_TASK OBJECTIVE_: Word for word, print the entries that follow.

_Dataset records_:
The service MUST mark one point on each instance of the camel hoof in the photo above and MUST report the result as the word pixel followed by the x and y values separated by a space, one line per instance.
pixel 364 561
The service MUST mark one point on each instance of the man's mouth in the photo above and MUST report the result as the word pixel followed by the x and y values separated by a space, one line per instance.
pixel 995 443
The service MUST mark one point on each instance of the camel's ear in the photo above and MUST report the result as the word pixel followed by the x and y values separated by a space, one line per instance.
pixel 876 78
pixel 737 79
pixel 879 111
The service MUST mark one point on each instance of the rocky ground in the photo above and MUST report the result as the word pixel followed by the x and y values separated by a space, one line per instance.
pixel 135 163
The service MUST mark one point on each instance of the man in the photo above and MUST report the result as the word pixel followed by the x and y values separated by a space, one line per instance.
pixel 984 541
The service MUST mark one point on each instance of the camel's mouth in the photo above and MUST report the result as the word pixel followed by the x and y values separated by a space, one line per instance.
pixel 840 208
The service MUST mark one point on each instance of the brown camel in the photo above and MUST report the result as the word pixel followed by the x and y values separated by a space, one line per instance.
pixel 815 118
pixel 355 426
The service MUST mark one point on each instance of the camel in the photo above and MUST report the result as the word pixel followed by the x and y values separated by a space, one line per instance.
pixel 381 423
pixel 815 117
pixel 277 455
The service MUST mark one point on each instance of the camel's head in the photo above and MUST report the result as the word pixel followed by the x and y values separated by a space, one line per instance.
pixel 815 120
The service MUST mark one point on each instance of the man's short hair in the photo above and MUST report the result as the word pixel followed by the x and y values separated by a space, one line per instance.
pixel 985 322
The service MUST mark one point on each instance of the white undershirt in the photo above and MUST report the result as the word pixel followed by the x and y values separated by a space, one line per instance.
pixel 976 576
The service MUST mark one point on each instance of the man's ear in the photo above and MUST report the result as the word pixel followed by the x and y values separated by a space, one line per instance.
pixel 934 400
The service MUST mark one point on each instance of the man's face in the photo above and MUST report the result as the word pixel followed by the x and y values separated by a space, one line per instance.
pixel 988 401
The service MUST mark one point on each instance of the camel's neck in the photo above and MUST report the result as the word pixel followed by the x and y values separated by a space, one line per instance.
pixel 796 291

_YOUR SOLUTION_:
The service MUST mark one point on each instance of the camel hoof in the photo above and MUST report the result as the word pixel followed by the x and y values separated by a space, one line per instance.
pixel 364 561
The service MUST mark one point on each instance of the man's mouth in the photo above and MUST report the result as the word pixel followed by the x and y values separated by a space, one line per instance.
pixel 995 443
The service MUST mark one point on each instance of the camel's ear in the photo above and MUST report the result as the word pixel followed by the x and y values separated by a space, one line per instance.
pixel 876 78
pixel 737 79
pixel 879 111
The service MUST mark one point on each instance of the rocky ground in the photo above and MUST report the result as the word pixel followed by the x and y values separated by a space, one line per instance.
pixel 135 163
The service MUST mark one point on each instance of the man in the photo above and MUST report the result as the word pixel followed by the x and y values separated by a space, one line per instance.
pixel 984 541
The service MUST mark one point on each instance of the camel's mouth in the photo above and MUST report the result as the word pixel followed by the x and y values separated by a space, one line per instance.
pixel 840 208
The service MUST mark one point on each instance of the brown camel in the photo above and MUST report the result as the word pixel followed by the x and y values separated by a space, one line per instance.
pixel 815 118
pixel 355 426
The service MUST mark one point on each instance of the camel in the photo above and MUST report the result as the word pixel followed by the x and y values separated by a space, one line per instance.
pixel 381 423
pixel 815 117
pixel 277 455
The service MUST mark one point on each instance of the camel's head in the photo above and MUST report the result as the word pixel followed by the x and y values separated by a space, one line per instance.
pixel 815 120
The service MUST mark one point on each instance of the man's short hair in the photo above and MUST report the result as the word pixel followed by the x and y values separated by a space, one line per instance.
pixel 985 322
The service MUST mark one point on each instance of the white undershirt in the photo above and MUST report the result as the word pixel followed by the x and y values separated by a space, one line per instance.
pixel 976 576
The service MUST mark one point on each instance of the man's ear in the photo above and MUST report the result as the word pixel followed by the x and y values separated by a space, one line per instance.
pixel 934 400
The service MUST mark one point on each instance of the man's face in the photo above and MUST report the result as the word pixel followed by the x and y values separated by a space, one line per instance.
pixel 988 401
The service MUST mark one point on each instance of the camel's neck in the photo above and MUST report the result as the word pixel followed by the x and y values separated by a space, one line per instance.
pixel 796 291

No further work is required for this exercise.